▸ **What to produce**
Find "Locate the apartment" and "Locate the green tree" in the records below. Copy the lines holding them and every line between, exactly, and no others.

*** Exercise data Section Begins ***

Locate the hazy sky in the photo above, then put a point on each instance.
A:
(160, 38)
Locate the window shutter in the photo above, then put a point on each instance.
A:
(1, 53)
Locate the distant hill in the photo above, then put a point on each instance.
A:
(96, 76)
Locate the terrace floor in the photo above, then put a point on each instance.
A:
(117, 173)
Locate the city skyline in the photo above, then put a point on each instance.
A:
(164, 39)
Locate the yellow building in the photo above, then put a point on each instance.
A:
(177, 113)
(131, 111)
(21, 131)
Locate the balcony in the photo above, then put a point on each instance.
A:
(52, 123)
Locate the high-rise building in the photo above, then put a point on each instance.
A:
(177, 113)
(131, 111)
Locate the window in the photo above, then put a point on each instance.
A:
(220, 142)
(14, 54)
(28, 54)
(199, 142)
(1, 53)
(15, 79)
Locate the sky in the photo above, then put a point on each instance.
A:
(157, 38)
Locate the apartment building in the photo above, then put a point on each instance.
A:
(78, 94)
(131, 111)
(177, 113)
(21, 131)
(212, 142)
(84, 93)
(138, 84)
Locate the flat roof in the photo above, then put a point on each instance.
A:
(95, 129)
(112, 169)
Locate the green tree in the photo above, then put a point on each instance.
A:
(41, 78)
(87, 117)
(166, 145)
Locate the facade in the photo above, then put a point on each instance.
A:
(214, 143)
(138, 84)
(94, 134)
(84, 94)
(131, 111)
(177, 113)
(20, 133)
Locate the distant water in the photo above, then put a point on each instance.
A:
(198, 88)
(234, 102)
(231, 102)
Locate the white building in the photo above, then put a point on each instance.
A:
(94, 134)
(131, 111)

*** Exercise data Section Ends ***
*** Exercise data Section Begins ***

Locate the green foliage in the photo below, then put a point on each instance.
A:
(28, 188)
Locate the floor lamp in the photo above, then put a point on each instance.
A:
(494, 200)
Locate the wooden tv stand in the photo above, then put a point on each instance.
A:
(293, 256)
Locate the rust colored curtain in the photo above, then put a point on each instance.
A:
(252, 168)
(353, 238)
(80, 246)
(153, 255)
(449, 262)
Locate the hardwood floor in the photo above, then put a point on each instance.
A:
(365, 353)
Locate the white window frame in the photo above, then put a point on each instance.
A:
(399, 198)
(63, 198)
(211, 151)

*** Exercise data Section Ends ***
*** Exercise data Section Begins ***

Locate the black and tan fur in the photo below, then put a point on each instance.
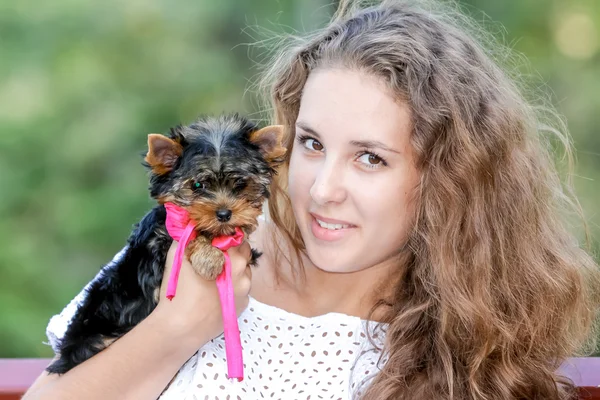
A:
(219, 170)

*** Exercise data Section Ends ***

▸ **Answer space**
Locate the apartment building in the photo above, then put a point on each instance.
A:
(78, 94)
(131, 111)
(177, 113)
(21, 131)
(212, 142)
(84, 93)
(138, 84)
Locate the flat roof in the photo above, then put a point on each instance.
A:
(95, 129)
(112, 169)
Locate the green tree in the photo above, then put a point on each instance.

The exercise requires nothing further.